# WHAT THE TASK ASKS
Can you rewrite the records from the line with "Isolate any visible pink staircase." up to and including the final line of the records, swapping "pink" for "magenta" and keeping everything else unchanged? Give back only those lines.

# DATA SECTION
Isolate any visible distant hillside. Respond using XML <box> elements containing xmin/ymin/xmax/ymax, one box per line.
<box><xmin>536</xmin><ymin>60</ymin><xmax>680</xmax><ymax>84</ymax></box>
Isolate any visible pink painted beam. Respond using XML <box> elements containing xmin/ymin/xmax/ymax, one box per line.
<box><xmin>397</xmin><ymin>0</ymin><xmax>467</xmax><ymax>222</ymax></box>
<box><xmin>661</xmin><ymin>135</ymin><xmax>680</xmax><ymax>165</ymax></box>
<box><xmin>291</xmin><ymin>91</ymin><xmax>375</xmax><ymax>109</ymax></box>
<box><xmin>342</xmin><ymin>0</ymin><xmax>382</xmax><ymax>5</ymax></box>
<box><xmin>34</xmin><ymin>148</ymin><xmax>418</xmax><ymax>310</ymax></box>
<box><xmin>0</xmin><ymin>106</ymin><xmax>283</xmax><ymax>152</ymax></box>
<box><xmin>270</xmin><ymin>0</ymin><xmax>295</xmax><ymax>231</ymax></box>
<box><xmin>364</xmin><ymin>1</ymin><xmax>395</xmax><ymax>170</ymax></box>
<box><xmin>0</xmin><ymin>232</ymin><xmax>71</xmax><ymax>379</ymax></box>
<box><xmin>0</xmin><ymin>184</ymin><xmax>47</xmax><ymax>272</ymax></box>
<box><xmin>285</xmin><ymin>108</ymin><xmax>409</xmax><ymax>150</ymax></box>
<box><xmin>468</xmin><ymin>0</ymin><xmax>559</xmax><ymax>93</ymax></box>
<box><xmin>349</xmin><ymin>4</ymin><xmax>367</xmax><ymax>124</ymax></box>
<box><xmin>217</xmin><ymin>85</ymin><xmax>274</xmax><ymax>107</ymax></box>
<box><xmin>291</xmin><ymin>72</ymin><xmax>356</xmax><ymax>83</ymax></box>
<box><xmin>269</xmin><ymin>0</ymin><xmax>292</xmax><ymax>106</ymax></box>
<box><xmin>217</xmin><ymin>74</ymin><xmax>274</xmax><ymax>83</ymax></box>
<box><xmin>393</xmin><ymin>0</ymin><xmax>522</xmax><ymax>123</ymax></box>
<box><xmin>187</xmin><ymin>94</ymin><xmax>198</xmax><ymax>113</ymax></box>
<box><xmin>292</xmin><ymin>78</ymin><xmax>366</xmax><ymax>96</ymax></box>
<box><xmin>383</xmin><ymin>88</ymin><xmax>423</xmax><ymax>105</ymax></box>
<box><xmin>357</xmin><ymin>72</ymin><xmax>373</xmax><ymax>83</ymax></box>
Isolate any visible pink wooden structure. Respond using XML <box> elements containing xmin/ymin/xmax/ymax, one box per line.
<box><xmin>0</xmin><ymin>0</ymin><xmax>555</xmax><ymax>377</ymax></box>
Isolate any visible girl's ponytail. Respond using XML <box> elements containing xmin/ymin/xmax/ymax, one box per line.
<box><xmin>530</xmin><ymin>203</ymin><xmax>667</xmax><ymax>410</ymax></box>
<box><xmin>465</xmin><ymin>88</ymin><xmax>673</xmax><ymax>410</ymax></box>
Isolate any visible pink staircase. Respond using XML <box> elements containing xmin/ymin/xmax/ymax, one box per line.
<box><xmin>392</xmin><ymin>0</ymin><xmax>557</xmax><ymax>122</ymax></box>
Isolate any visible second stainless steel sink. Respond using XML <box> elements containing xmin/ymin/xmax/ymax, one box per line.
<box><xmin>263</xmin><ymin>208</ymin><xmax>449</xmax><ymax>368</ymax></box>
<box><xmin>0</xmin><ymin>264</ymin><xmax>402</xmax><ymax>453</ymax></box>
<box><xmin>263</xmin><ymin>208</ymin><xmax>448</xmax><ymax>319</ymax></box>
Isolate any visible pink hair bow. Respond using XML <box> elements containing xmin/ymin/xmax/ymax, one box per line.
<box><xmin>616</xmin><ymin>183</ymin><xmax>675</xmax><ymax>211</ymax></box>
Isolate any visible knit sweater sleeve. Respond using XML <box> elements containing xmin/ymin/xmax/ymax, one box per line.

# THE ANSWER
Isolate any visible magenta staircase. Respond using XML <box> elements containing xmin/ymin/xmax/ymax, one box per line.
<box><xmin>392</xmin><ymin>0</ymin><xmax>557</xmax><ymax>122</ymax></box>
Isolate any visible second stainless steel sink. Respond using XML <box> elements containing xmin/ymin/xmax/ymax, one box per line.
<box><xmin>263</xmin><ymin>208</ymin><xmax>449</xmax><ymax>368</ymax></box>
<box><xmin>0</xmin><ymin>264</ymin><xmax>402</xmax><ymax>453</ymax></box>
<box><xmin>263</xmin><ymin>208</ymin><xmax>448</xmax><ymax>319</ymax></box>
Isolate any visible magenta hair bow. Respond using XML <box> elements containing xmin/ymin/xmax/ymax, one box per line.
<box><xmin>616</xmin><ymin>183</ymin><xmax>675</xmax><ymax>211</ymax></box>
Isolate any visible knit sweater sleeve. Respond using XML <box> elements containing xmin/ymin/xmax/ymax, one box per line.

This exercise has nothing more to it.